### Text
>>>>>
I am similarly unclear why you would think either can win against the rafale when each is slower, has lower service ceiling, lower range, lower hard points etc....

Tactics, situational awareness, pilot skils and sheer luck will matter.... but taking these aside on paper there is no scenario rafale looses to gripen/F16.
I'm not sure how you come to your conclusions.

In the below, the SU-27 is faster, can fly higher, has more hard points.

Every fighter has its pros and cons.

Again its more the totality of systems at play than any individual fighter type.

An F-16, F-18, F-15, Gripen, or even Mig or Sukhoi can absolutely down a Rafale.

And vice versa.

The point I'm trying to make is I'd much rather have 32 of 4+ gen fighter than 16.


PLAAF Senior Pilot Reveals Poor Performance in Joint Exercise With RTAF


An early December 2019 report from inside of the People’s Republic of China (PRC) reveals previously unreleased technical details of People’s Liberation Army Air Force (PLAAF) Russian-built Su-27s losing a majority of engagements in a November 2015 joint exercise with the 701 Fighter Squadron of the Royal Thai Air Force (RTAF). This Thai unit operates eight Saab JAS-39C and four JAS-39D Gripens.
<<<<<
### Data section
>>>>>
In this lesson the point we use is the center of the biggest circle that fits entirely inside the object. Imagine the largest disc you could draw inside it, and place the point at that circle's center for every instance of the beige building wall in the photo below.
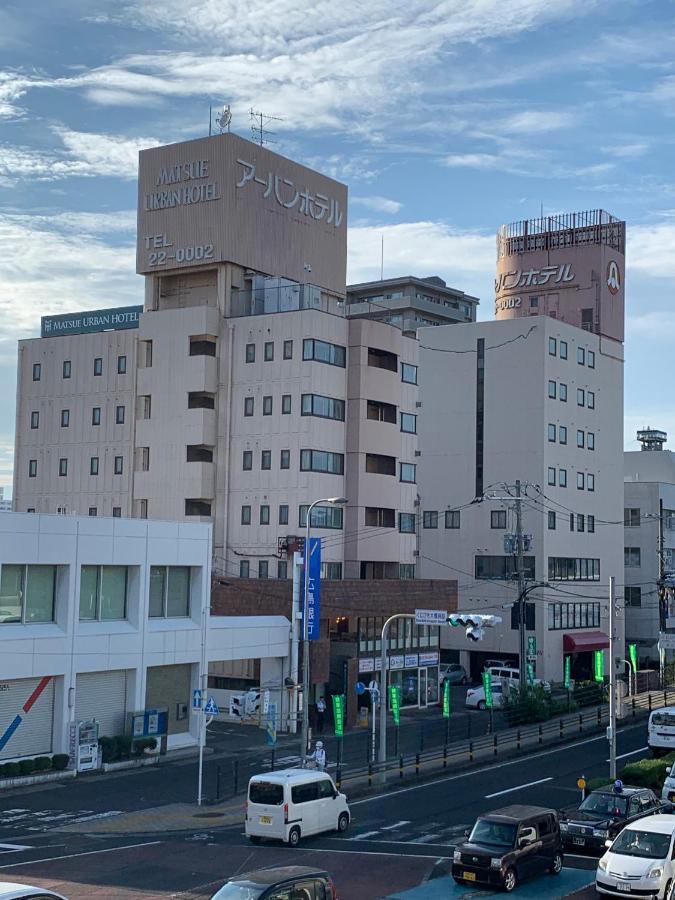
(46, 399)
<<<<<
### Prompt 1
From the text on fighter aircraft, name every aircraft type that it says can down a Rafale.
### Prompt 2
According to the text on fighter aircraft, which Royal Thai Air Force unit took part in the November 2015 joint exercise?
### Prompt 3
Write the next part of the text on fighter aircraft, picking up after its final sentence.

### Task output 1
F-16, F-18, F-15, Gripen, Mig, Sukhoi

### Task output 2
The 701 Fighter Squadron

### Task output 3
The engagements, known as Falcon Strike 2015, were the first of three such exercises and were detailed in a lecture given by one of the PLAAF’s most heavily decorated pilots, Senior Colonel Li Chunghua Hua (李中華), at the PRC’s Northwestern Polytechnical University (西北工业大学) in Xi’an, Shaanxi Province.
Li is described as one of the most experienced Sukhoi Su-27SK/J-11A pilots in the PLAAF with some 3,200 hours in fast jets, much of them in the Russian-made Sukhoi. His revelations are unprecedented and are assessed by US intelligence as demonstrating a growing concern within the officer corps over deficiencies with the training regime for the PLAAF’s pilot cadre.
These first exercises ran at Korat Royal Thai Air Force Base and showed the advantages of the smaller and more technologically-advanced Gripen over the Russian Sukhoi. Several of Li’s summations from the exercise are:
  • The JAS-39 performance was at its worst inside the within visual range (WVR) envelope. Over a two-day period, PLAAF pilots shot down 25 Gripens at a loss of only one Su-27. The Su-27 has an advantage over the performance of the JAS-39 due to its more powerful Salyut AL-31F engines, and the Swedish aircraft was handicapped in that it was equipped with the older-generation AIM-9L Sidewinder instead of the current-generation Diehl IRIS-T missile.
  • Once the exercise transitioned to beyond visual range (BVR) combat, the superiority of the JAS-39 became readily apparent. The Swedish aircraft shot down 41 Su-27s over a period of four days with a loss of only nine JAS-39s.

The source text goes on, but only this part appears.